### Task prompt
Every record below needs to be retyped exactly as it appears.
Records to use section start
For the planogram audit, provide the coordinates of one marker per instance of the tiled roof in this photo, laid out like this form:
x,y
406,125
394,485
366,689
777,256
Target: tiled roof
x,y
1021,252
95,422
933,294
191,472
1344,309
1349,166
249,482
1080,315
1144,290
Records to use section end
### Written solution
For the planogram audit, provide the coordinates of one marker per instance of the tiled roof in this photo, laid out like this form:
x,y
406,125
394,485
366,689
777,256
Target: tiled roof
x,y
1021,252
95,422
933,294
191,472
1344,309
1349,166
249,482
1080,315
1144,290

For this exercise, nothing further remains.